Please resume the piece on circus elephants below, picking up right after its final sentence.

** Document extract follows **

The World Wildlife Fund reports that one half of the species of animals on the earth have vanished since 1980. Asian elephants will soon join the list. Our children will never see them or know them.

No one – surely none of the people raging on my Facebook Page – wants to take any responsibility for the fact that there is no place for these elephants to go, and no wild left for the Asian elephants of the circus to be sent to.

It’s a lot easier to blame the evildoers in the circuses, ban the elephants and turn away as most of them are slaughtered or vanish from our consciousness. I can almost guarantee this will happen, it has happened to half of the animals on our plant. The Asian elephants will not flourish, in all likelihood, anymore than the carriage horses would if taken away from their safe and regulated stables.

The truth is that there is nowhere for most of them to go, and none of the righteous people on my Facebook Page will be paying much attention when they wither on a handful of preserves or go to slaughter. No one will think or speak of them again.  How many beleaguered and impoverished rescue farms can afford to pay $65,000 a year to keep a retired elephant alive, and for how long?  Ringling Bros. is taking eleven to a preserve. What about the scores of others?

** End of Document extract **
** Records supplied follows **

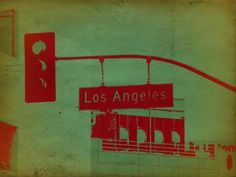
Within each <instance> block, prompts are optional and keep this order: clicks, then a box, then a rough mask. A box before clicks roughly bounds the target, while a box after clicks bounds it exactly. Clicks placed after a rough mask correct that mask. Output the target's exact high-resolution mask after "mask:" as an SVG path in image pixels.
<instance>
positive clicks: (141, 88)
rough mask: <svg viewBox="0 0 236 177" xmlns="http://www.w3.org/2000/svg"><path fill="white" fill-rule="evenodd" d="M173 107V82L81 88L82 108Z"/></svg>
mask: <svg viewBox="0 0 236 177" xmlns="http://www.w3.org/2000/svg"><path fill="white" fill-rule="evenodd" d="M160 107H173V84H158V85H152V84H147V85H134V86H111V87H107V86H101V87H93V88H81V89H80V91H79V109H80V110H103V111H104V110H112V109H130V108H160Z"/></svg>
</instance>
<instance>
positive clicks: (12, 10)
mask: <svg viewBox="0 0 236 177" xmlns="http://www.w3.org/2000/svg"><path fill="white" fill-rule="evenodd" d="M11 22H12V25H11V29H12V30H11V33H12V34H11V37H12V41H11V44H12V46H11V47H12V57H15V9H12V21H11Z"/></svg>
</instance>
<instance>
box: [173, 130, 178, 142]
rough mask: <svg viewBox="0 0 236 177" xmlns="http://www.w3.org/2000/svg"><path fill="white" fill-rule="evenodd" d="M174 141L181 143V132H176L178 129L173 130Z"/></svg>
mask: <svg viewBox="0 0 236 177" xmlns="http://www.w3.org/2000/svg"><path fill="white" fill-rule="evenodd" d="M172 142H173V143H176V144H177V143H180V135H179V133H178V132H176V131H173V132H172Z"/></svg>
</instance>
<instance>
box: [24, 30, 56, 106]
mask: <svg viewBox="0 0 236 177" xmlns="http://www.w3.org/2000/svg"><path fill="white" fill-rule="evenodd" d="M55 75H56V71H55V34H54V33H51V32H50V33H31V34H26V35H25V100H26V102H27V103H33V102H52V101H55V100H56V87H55V85H56V83H55V80H56V76H55Z"/></svg>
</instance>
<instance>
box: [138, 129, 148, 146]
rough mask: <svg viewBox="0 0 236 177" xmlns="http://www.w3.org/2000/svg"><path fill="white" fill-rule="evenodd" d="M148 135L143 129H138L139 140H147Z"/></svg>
mask: <svg viewBox="0 0 236 177" xmlns="http://www.w3.org/2000/svg"><path fill="white" fill-rule="evenodd" d="M146 138H147V135H146V132H145V131H144V130H143V129H137V142H138V143H144V142H145V141H146Z"/></svg>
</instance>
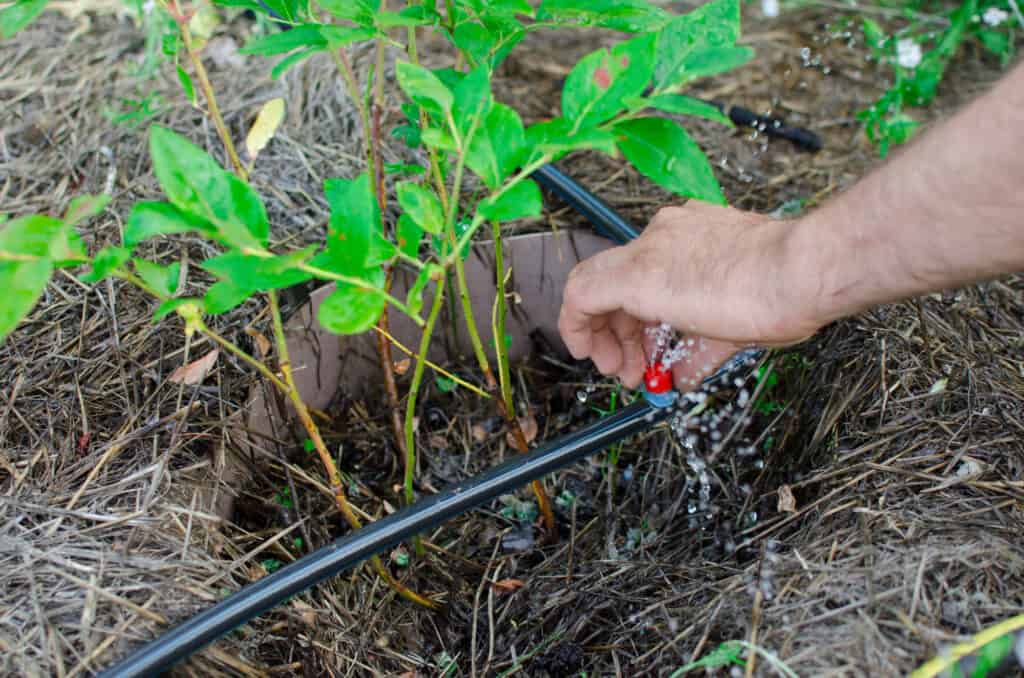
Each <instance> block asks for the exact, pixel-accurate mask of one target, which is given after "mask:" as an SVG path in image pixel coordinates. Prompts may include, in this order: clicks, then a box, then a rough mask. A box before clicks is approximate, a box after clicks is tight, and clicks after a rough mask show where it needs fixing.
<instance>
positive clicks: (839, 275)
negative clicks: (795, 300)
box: [787, 67, 1024, 323]
mask: <svg viewBox="0 0 1024 678" xmlns="http://www.w3.org/2000/svg"><path fill="white" fill-rule="evenodd" d="M787 249H788V252H790V255H788V258H790V259H791V260H792V261H791V263H790V264H788V266H787V267H788V268H790V269H791V270H793V271H794V273H793V274H794V276H795V277H798V280H796V281H795V283H794V284H795V285H796V286H798V287H799V288H800V289H801V293H802V294H803V295H804V296H805V297H806V298H807V299H808V300H809V303H810V304H811V305H812V306H813V307H814V310H813V312H814V313H815V316H816V319H817V320H819V321H820V322H822V323H826V322H829V321H833V320H836V319H838V317H842V316H844V315H848V314H851V313H854V312H857V311H859V310H862V309H864V308H867V307H870V306H873V305H877V304H880V303H885V302H889V301H895V300H898V299H903V298H907V297H911V296H915V295H920V294H924V293H927V292H933V291H938V290H942V289H949V288H954V287H959V286H963V285H966V284H970V283H973V282H977V281H980V280H985V279H990V278H995V277H998V276H1000V274H1005V273H1009V272H1014V271H1018V270H1024V67H1018V68H1017V69H1015V70H1014V71H1013V72H1012V73H1011V74H1009V75H1008V76H1007V77H1006V78H1004V79H1002V81H1001V82H1000V83H998V84H997V85H996V86H995V87H994V88H993V89H992V90H991V91H989V92H988V93H987V94H985V95H983V96H982V97H980V98H979V99H977V100H976V101H975V102H974V103H972V104H971V105H969V107H968V108H966V109H965V110H964V111H962V112H961V113H958V114H957V115H956V116H954V117H953V118H951V119H950V120H948V121H946V122H945V123H942V124H941V125H939V126H937V127H936V128H934V129H933V130H931V131H930V132H929V133H927V134H926V135H924V136H923V137H922V138H921V139H919V140H918V141H916V142H915V143H913V144H912V145H910V146H909V147H907V149H905V150H904V151H903V152H902V153H900V154H899V155H898V156H896V157H895V158H893V159H892V161H890V162H889V163H887V164H886V165H884V166H883V167H881V168H880V169H878V170H877V171H874V172H872V173H871V174H869V175H868V176H866V177H865V178H864V179H862V180H861V181H859V182H858V183H857V184H856V185H854V186H853V187H852V188H851V189H850V190H848V192H846V193H845V194H843V195H842V196H840V197H838V198H836V199H835V200H834V201H831V202H830V203H828V204H827V205H826V206H824V207H822V208H821V209H819V210H817V211H816V212H814V213H812V214H811V215H809V216H807V217H805V218H802V219H800V220H798V221H797V222H795V224H794V227H793V229H792V231H791V235H790V238H788V244H787Z"/></svg>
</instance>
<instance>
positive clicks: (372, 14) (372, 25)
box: [316, 0, 380, 26]
mask: <svg viewBox="0 0 1024 678" xmlns="http://www.w3.org/2000/svg"><path fill="white" fill-rule="evenodd" d="M316 4H318V5H319V6H321V7H323V8H324V9H326V10H328V11H329V12H331V13H332V14H334V15H335V16H337V17H338V18H343V19H345V20H348V22H353V23H355V24H359V25H361V26H373V24H374V13H375V12H376V11H377V6H379V5H380V3H379V2H378V3H376V6H375V3H372V2H368V1H367V0H316Z"/></svg>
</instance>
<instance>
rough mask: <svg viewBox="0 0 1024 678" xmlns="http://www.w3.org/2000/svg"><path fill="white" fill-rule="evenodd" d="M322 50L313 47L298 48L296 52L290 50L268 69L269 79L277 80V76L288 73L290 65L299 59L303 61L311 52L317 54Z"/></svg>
mask: <svg viewBox="0 0 1024 678" xmlns="http://www.w3.org/2000/svg"><path fill="white" fill-rule="evenodd" d="M322 51H324V50H323V49H317V48H313V49H300V50H299V51H297V52H292V53H291V54H289V55H288V56H286V57H285V58H283V59H281V60H280V61H278V62H276V63H274V65H273V68H272V69H270V79H271V80H278V79H279V78H281V76H283V75H285V74H286V73H288V70H289V69H291V68H292V67H294V66H296V65H298V63H300V62H301V61H304V60H305V59H307V58H309V57H310V56H312V55H313V54H317V53H319V52H322Z"/></svg>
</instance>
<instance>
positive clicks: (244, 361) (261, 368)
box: [199, 323, 289, 394]
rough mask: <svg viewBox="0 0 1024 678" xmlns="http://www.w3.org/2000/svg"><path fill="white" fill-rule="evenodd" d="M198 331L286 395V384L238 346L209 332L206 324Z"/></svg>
mask: <svg viewBox="0 0 1024 678" xmlns="http://www.w3.org/2000/svg"><path fill="white" fill-rule="evenodd" d="M199 331H200V332H201V333H202V334H204V335H206V336H207V337H208V338H209V339H211V340H212V341H213V342H214V343H216V344H218V345H219V346H220V347H222V348H223V349H225V350H226V351H227V352H228V353H231V354H232V355H234V356H236V357H238V358H240V359H242V361H243V362H244V363H247V364H248V365H249V366H251V367H253V368H255V369H256V371H257V372H259V373H260V374H261V375H263V377H264V378H265V379H266V380H267V381H269V382H270V383H271V384H273V385H274V386H276V387H278V388H280V389H281V391H282V392H283V393H286V394H287V393H288V390H289V387H288V384H286V383H285V382H283V381H282V380H281V379H279V378H278V375H275V374H273V373H272V372H270V369H269V368H267V367H266V366H265V365H263V364H262V363H260V362H259V361H257V359H256V358H255V357H253V356H252V355H250V354H249V353H247V352H246V351H244V350H242V348H240V347H239V345H238V344H236V343H234V342H232V341H230V340H228V339H225V338H224V337H222V336H220V335H219V334H217V333H216V332H214V331H213V330H211V329H210V328H209V327H208V326H207V325H206V323H203V324H202V325H200V327H199Z"/></svg>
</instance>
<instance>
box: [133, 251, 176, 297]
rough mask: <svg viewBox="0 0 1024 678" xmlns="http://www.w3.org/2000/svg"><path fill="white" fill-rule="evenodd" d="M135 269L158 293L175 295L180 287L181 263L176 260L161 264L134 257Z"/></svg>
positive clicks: (146, 284)
mask: <svg viewBox="0 0 1024 678" xmlns="http://www.w3.org/2000/svg"><path fill="white" fill-rule="evenodd" d="M132 263H133V264H135V270H136V271H137V272H138V277H139V278H141V279H142V282H143V283H145V284H146V285H148V286H150V287H151V288H153V290H154V291H156V292H157V293H158V294H161V295H164V296H167V297H173V296H174V293H175V292H177V289H178V277H179V274H180V272H181V263H180V262H178V261H175V262H174V263H172V264H170V265H169V266H161V265H160V264H159V263H153V262H152V261H146V260H145V259H132Z"/></svg>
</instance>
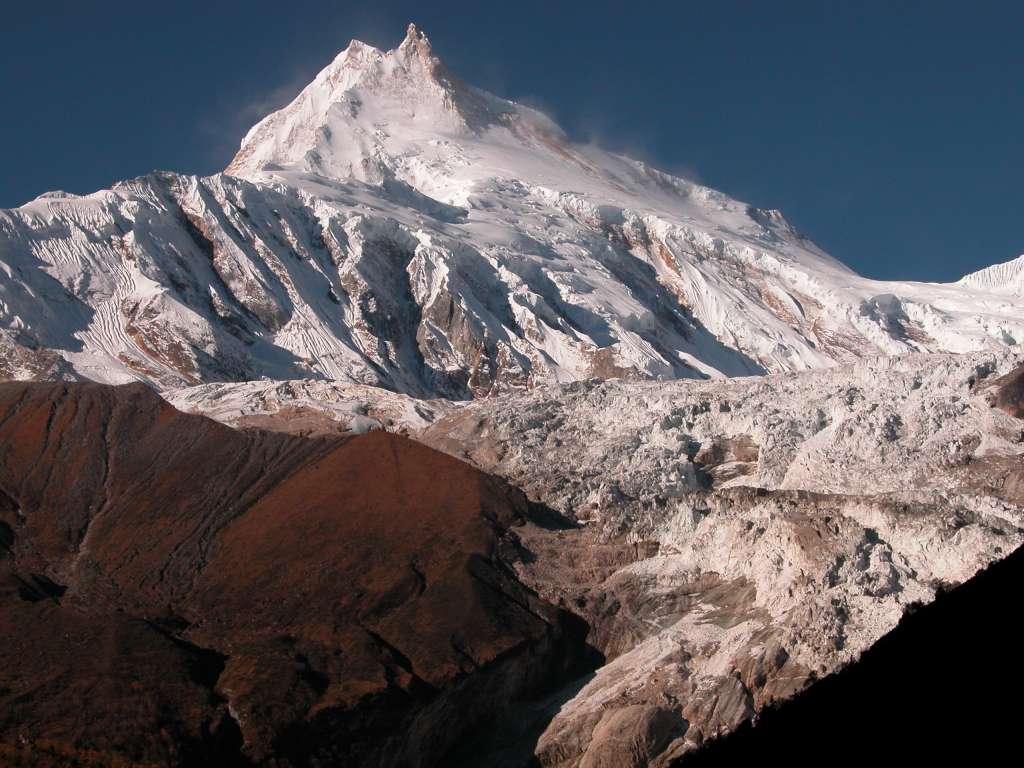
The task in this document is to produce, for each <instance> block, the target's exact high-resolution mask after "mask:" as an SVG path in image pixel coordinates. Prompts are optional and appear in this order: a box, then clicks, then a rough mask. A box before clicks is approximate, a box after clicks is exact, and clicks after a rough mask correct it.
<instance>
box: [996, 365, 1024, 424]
mask: <svg viewBox="0 0 1024 768" xmlns="http://www.w3.org/2000/svg"><path fill="white" fill-rule="evenodd" d="M992 391H993V392H994V393H995V401H994V403H993V404H994V406H995V407H996V408H998V409H1001V410H1004V411H1006V412H1007V413H1008V414H1010V415H1011V416H1013V417H1015V418H1017V419H1024V366H1021V367H1019V368H1017V369H1016V370H1014V371H1011V372H1010V373H1009V374H1007V375H1006V376H1004V377H1001V378H999V379H996V380H995V381H994V382H992Z"/></svg>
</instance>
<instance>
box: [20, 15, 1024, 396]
mask: <svg viewBox="0 0 1024 768" xmlns="http://www.w3.org/2000/svg"><path fill="white" fill-rule="evenodd" d="M0 269H3V270H4V272H5V274H6V275H7V279H6V280H4V282H3V283H2V284H0V374H2V375H4V376H7V377H14V378H46V377H61V378H88V379H94V380H98V381H102V382H110V383H121V382H125V381H134V380H143V381H146V382H150V383H152V384H154V385H156V386H158V387H160V388H162V389H168V388H177V387H182V386H188V385H194V384H203V383H211V382H224V381H233V382H239V381H249V380H253V379H273V380H282V379H302V380H330V381H334V382H342V383H346V384H369V385H373V386H377V387H384V388H387V389H390V390H393V391H396V392H401V393H406V394H411V395H415V396H419V397H436V396H442V397H450V398H470V397H479V396H484V395H490V394H496V393H499V392H503V391H508V390H516V389H525V388H530V387H534V386H537V385H541V384H545V383H552V382H567V381H573V380H580V379H589V378H593V377H598V378H609V377H612V378H617V377H626V378H656V379H675V378H708V377H720V376H737V375H751V374H761V373H766V372H777V371H798V370H804V369H813V368H821V367H828V366H833V365H835V364H836V362H838V361H845V360H853V359H858V358H861V357H864V356H870V355H878V354H894V353H900V352H908V351H967V350H978V349H986V348H995V347H1000V346H1004V345H1013V344H1017V343H1018V342H1019V341H1020V340H1021V339H1024V297H1022V295H1021V293H1020V292H1019V291H1008V290H1005V286H1002V285H1000V284H1001V283H1002V282H1004V278H1005V276H1007V278H1011V279H1013V280H1016V278H1015V276H1014V275H1016V273H1017V270H1016V267H1013V266H1008V267H1005V268H1004V267H1000V268H998V269H995V270H994V271H991V272H982V273H979V274H978V275H975V276H971V278H968V279H966V280H964V281H962V282H961V283H957V284H952V285H937V284H914V283H882V282H877V281H870V280H866V279H863V278H860V276H859V275H857V274H856V273H854V272H853V271H852V270H850V269H849V268H848V267H846V266H845V265H843V264H842V263H840V262H839V261H837V260H836V259H834V258H831V257H830V256H828V255H827V254H825V253H824V252H822V251H821V250H820V249H819V248H817V247H816V246H815V245H814V244H813V243H811V242H809V241H808V240H807V239H805V238H803V237H802V236H801V234H800V233H799V232H797V231H796V230H795V229H794V228H793V227H792V226H791V225H790V224H788V223H787V222H786V220H785V218H784V217H783V216H782V214H781V213H779V212H778V211H771V210H760V209H757V208H754V207H752V206H749V205H746V204H744V203H741V202H739V201H736V200H733V199H731V198H729V197H728V196H726V195H723V194H721V193H718V191H715V190H714V189H710V188H708V187H706V186H701V185H699V184H695V183H693V182H691V181H689V180H686V179H682V178H678V177H675V176H672V175H669V174H666V173H663V172H660V171H657V170H655V169H653V168H651V167H650V166H648V165H645V164H643V163H639V162H636V161H633V160H630V159H628V158H625V157H622V156H618V155H614V154H611V153H608V152H605V151H603V150H601V148H599V147H596V146H592V145H584V144H578V143H574V142H572V141H571V140H570V139H569V138H568V137H567V136H566V135H565V133H564V132H563V131H562V130H561V129H559V127H558V126H557V125H556V124H555V123H554V122H553V121H552V120H551V119H549V118H548V117H547V116H545V115H543V114H541V113H539V112H537V111H536V110H531V109H528V108H525V106H523V105H521V104H517V103H515V102H513V101H509V100H506V99H502V98H499V97H497V96H494V95H490V94H488V93H485V92H483V91H481V90H479V89H476V88H473V87H472V86H470V85H467V84H465V83H463V82H462V81H460V80H459V79H458V78H457V77H456V76H455V75H454V74H452V73H451V72H450V71H449V69H447V68H446V67H445V66H444V65H443V63H442V62H441V61H440V60H439V59H438V58H437V56H436V55H435V53H434V51H433V49H432V47H431V45H430V42H429V40H428V39H427V37H426V36H425V35H424V34H423V33H422V32H421V31H420V30H418V29H417V28H416V27H415V26H410V28H409V30H408V33H407V35H406V38H404V40H402V42H401V43H400V44H399V45H398V46H397V47H396V48H395V49H394V50H390V51H381V50H379V49H377V48H374V47H372V46H369V45H366V44H364V43H359V42H354V41H353V42H352V43H351V44H350V45H349V46H348V47H347V48H346V49H345V50H344V51H342V52H341V53H340V54H339V55H338V56H337V57H336V58H335V59H334V60H333V61H332V62H331V63H330V65H329V66H328V67H327V68H325V69H324V70H323V71H322V72H321V73H319V74H318V75H317V76H316V78H315V79H314V80H313V81H312V82H311V83H310V84H309V85H308V86H307V87H306V88H304V89H303V90H302V92H301V93H299V95H298V96H297V97H296V98H295V99H294V100H293V101H292V102H291V103H290V104H288V105H287V106H285V108H284V109H282V110H280V111H279V112H275V113H273V114H271V115H269V116H267V117H266V118H265V119H264V120H262V121H260V122H259V123H258V124H257V125H256V126H254V127H253V128H252V130H250V131H249V133H248V134H247V135H246V136H245V138H244V140H243V142H242V145H241V148H240V151H239V154H238V156H237V157H236V158H234V160H233V161H232V162H231V164H230V165H229V166H228V168H227V169H226V171H225V172H224V173H220V174H215V175H213V176H209V177H195V176H184V175H179V174H174V173H156V174H152V175H148V176H144V177H141V178H138V179H133V180H130V181H126V182H123V183H120V184H117V185H115V187H114V188H113V189H109V190H102V191H98V193H95V194H93V195H89V196H86V197H77V196H53V195H49V196H43V197H41V198H39V199H38V200H36V201H33V202H32V203H29V204H27V205H25V206H22V207H20V208H17V209H13V210H9V211H0ZM1011 272H1012V274H1011Z"/></svg>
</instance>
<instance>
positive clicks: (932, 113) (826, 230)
mask: <svg viewBox="0 0 1024 768" xmlns="http://www.w3.org/2000/svg"><path fill="white" fill-rule="evenodd" d="M31 5H37V6H40V5H42V4H41V3H36V4H30V3H8V4H7V7H6V8H5V9H4V10H3V12H2V13H0V103H2V112H0V146H2V147H3V164H2V172H0V206H3V207H8V206H15V205H19V204H22V203H24V202H26V201H27V200H30V199H31V198H33V197H35V196H36V195H38V194H40V193H42V191H45V190H47V189H55V188H62V189H68V190H71V191H76V193H86V191H91V190H93V189H96V188H99V187H103V186H109V185H110V184H111V183H112V182H114V181H116V180H118V179H121V178H126V177H131V176H135V175H139V174H142V173H145V172H147V171H150V170H153V169H158V168H159V169H167V170H177V171H183V172H194V173H211V172H214V171H216V170H219V169H220V168H222V167H223V166H224V165H226V163H227V162H228V161H229V160H230V157H231V156H232V154H233V151H234V150H236V148H237V146H238V143H239V140H240V139H241V137H242V135H243V133H244V132H245V131H246V129H247V128H248V127H249V126H250V125H251V124H252V123H254V122H255V121H256V120H258V119H259V118H260V117H262V115H263V114H264V113H265V112H267V111H269V110H271V109H274V108H278V106H281V105H283V104H284V103H285V102H287V101H288V100H289V99H290V98H291V97H292V96H294V95H295V93H297V92H298V90H299V89H300V88H301V87H302V85H304V84H305V83H306V82H307V81H308V80H310V79H312V77H313V75H315V73H316V72H317V71H318V70H319V69H321V68H323V67H324V66H325V65H326V63H327V62H328V61H330V60H331V58H332V57H333V56H334V54H335V53H337V51H339V50H340V49H342V48H344V47H345V45H346V44H347V43H348V40H349V39H350V38H352V37H357V38H359V39H361V40H365V41H366V42H369V43H372V44H375V45H378V46H380V47H393V46H394V45H395V44H396V43H397V42H398V41H399V40H400V39H401V37H402V35H403V33H404V28H406V25H407V24H408V22H410V20H415V22H416V23H417V24H418V25H419V26H420V27H421V28H422V29H423V30H424V31H425V32H426V33H427V34H428V35H429V36H430V38H431V40H432V42H433V44H434V48H435V50H436V51H437V52H438V54H439V55H440V56H441V57H442V58H443V59H444V60H445V61H446V62H447V65H449V66H450V67H451V68H452V70H454V71H455V72H456V74H458V75H459V76H461V77H462V78H463V79H464V80H466V81H468V82H470V83H473V84H474V85H478V86H480V87H483V88H485V89H487V90H490V91H494V92H496V93H498V94H500V95H504V96H508V97H511V98H516V99H519V100H522V101H526V102H528V103H531V104H534V105H536V106H540V108H541V109H543V110H545V111H546V112H548V113H549V114H551V115H552V116H553V117H555V118H556V119H557V120H558V121H559V122H560V123H561V124H562V126H563V127H565V128H566V129H567V130H568V131H569V133H570V134H572V135H573V136H574V137H577V138H580V139H592V140H595V141H597V142H598V143H601V144H603V145H605V146H607V147H609V148H612V150H616V151H623V152H626V153H627V154H629V155H632V156H634V157H638V158H640V159H642V160H646V161H649V162H651V163H653V164H655V165H657V166H659V167H662V168H664V169H666V170H670V171H676V172H681V173H684V174H686V175H690V176H694V177H696V178H697V179H698V180H700V181H702V182H705V183H707V184H710V185H711V186H714V187H717V188H719V189H722V190H724V191H726V193H728V194H730V195H732V196H734V197H737V198H739V199H741V200H745V201H748V202H751V203H754V204H755V205H758V206H761V207H768V208H780V209H782V210H783V211H784V212H785V214H786V216H787V217H788V218H790V219H791V220H792V221H793V222H794V223H795V224H796V225H797V226H798V227H799V228H800V229H802V230H803V231H804V232H806V233H807V234H809V236H810V237H811V238H813V239H814V240H815V241H817V242H818V243H819V244H820V245H821V246H822V247H824V248H825V249H826V250H828V251H829V252H831V253H833V254H834V255H836V256H838V257H839V258H841V259H843V260H844V261H846V262H847V263H849V264H850V265H851V266H853V267H854V268H856V269H857V270H859V271H861V272H862V273H865V274H868V275H871V276H878V278H885V279H897V278H904V279H916V280H952V279H955V278H957V276H959V275H961V274H962V273H964V272H966V271H969V270H972V269H975V268H978V267H981V266H984V265H986V264H989V263H992V262H995V261H1002V260H1007V259H1010V258H1013V257H1015V256H1017V255H1019V254H1020V253H1022V252H1024V216H1022V213H1024V211H1022V208H1024V187H1022V171H1024V145H1022V140H1021V139H1022V136H1024V86H1022V83H1024V3H1019V2H973V3H968V2H963V1H962V2H955V3H953V2H948V3H947V2H896V0H890V1H889V2H884V3H883V2H880V3H874V2H867V1H866V0H864V1H861V2H853V1H852V0H851V1H849V2H842V3H829V2H823V1H819V2H796V1H793V2H784V1H780V2H760V3H754V2H731V1H725V0H723V1H720V2H703V3H691V2H672V3H668V2H667V3H644V2H639V1H634V2H628V3H624V2H621V1H620V2H614V3H607V4H602V3H601V2H587V3H582V2H581V3H573V2H558V1H557V0H547V1H546V2H531V1H529V0H517V2H507V3H494V2H486V0H476V2H435V3H424V2H422V1H421V2H419V3H416V2H388V1H386V0H383V1H382V0H378V1H377V2H339V1H338V0H334V1H333V2H322V1H317V0H288V1H287V2H281V1H280V0H278V1H274V2H270V1H263V0H249V2H214V1H212V0H207V1H206V2H191V1H190V0H177V1H176V2H173V3H160V4H159V5H158V4H150V3H139V2H137V0H135V1H134V2H120V0H108V1H106V2H88V1H87V0H79V1H78V2H48V3H46V4H45V6H44V7H42V8H33V9H30V6H31ZM151 5H153V6H155V7H150V6H151Z"/></svg>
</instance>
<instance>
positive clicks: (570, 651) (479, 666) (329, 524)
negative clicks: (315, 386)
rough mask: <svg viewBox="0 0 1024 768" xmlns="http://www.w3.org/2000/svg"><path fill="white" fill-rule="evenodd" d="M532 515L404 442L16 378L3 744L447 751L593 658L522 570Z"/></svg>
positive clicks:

** End of Records supplied **

** Answer to this problem **
More than 160,000 horses go to slaughter each year because there is no place to send them, how will the unemployed elephants fare? The horses are a powerful cautionary tale, if we care to listen. The outrage addicts on Facebook will be long gone, onto their next fury. The elephants will pay for our selfishness and laziness. The emotionalizing of animals and their lives is good for people, not for animals.

In Asia, there are few preserves left, almost all are severely under-funded, poorly protected, beset by climate change, development and poachers. Preserves are the least safe place in the world for most elephants, almost any one would be better off in a Ringling Bros. tent. If you want to talk about the facts relating to the welfare of animals in our greedy and selfish world, here are some. There are plenty more available to those who want to know.

I am happy to turn to this issue again, and I’m sorry it upsets people, not my purpose. No one is making you read what I write, but I hope you do and will consider it. If it’s too much to bear, relief is just a click away.

It is time we began thinking seriously and talking about the future of animals in our world, not only their mistreatment. The animal rights movement is built on the idea that human beings are abusive and cruel and that animals need to be liberated from us. I believe most animal lovers are good and wish to do the right thing and that animals need to say with us. For me, the right thing is keeping animals in sight, in our everyday lives, and doing whatever it takes to make them safe and healthy.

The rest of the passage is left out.